EXERCISE: Reproduce the records below exactly, but only between the lines holding "Please point out the green" and "Please point out the bird perched", inclusive.

[Referring expression pointing data]
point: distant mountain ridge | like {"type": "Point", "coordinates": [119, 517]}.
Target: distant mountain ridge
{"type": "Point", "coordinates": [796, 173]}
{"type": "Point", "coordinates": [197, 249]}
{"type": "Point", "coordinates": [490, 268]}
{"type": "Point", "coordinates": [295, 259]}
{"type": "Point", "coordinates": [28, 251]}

...

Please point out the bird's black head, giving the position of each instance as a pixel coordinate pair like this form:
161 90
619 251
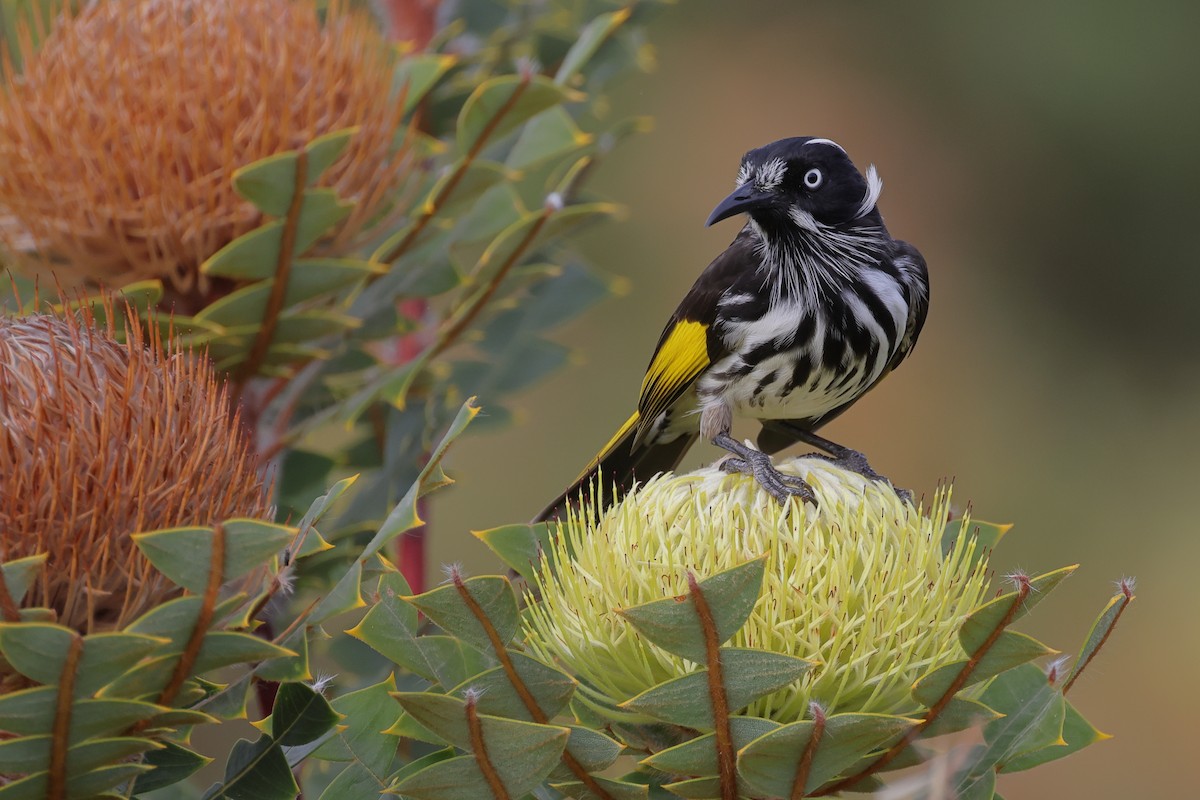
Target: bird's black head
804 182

...

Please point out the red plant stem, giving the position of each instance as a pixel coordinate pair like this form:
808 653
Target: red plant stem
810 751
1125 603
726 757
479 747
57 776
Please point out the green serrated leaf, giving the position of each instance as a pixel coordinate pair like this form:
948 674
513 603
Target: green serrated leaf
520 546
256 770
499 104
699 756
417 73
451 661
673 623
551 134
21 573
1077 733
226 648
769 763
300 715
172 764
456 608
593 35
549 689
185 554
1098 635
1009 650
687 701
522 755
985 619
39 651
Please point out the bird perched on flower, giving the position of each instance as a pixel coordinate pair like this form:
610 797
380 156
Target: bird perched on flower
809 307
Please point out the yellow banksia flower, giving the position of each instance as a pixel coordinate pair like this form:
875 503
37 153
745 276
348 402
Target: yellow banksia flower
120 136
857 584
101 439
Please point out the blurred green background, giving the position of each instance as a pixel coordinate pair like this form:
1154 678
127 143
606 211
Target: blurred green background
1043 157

WRITTEN SOLUTION:
Please point out the green serrated leaf, giving the position of each instance as a pixel coordinate pair like this form:
948 674
513 603
Target: green serrated leaf
520 546
256 770
499 104
699 756
417 73
451 661
673 623
551 134
21 573
1077 733
226 648
769 763
300 715
172 764
456 608
593 35
549 689
185 554
1098 635
1009 650
687 701
522 755
985 619
39 651
Please point out the bird perched on flower, giving the position of each instance as a pixel coordinate pair like this form:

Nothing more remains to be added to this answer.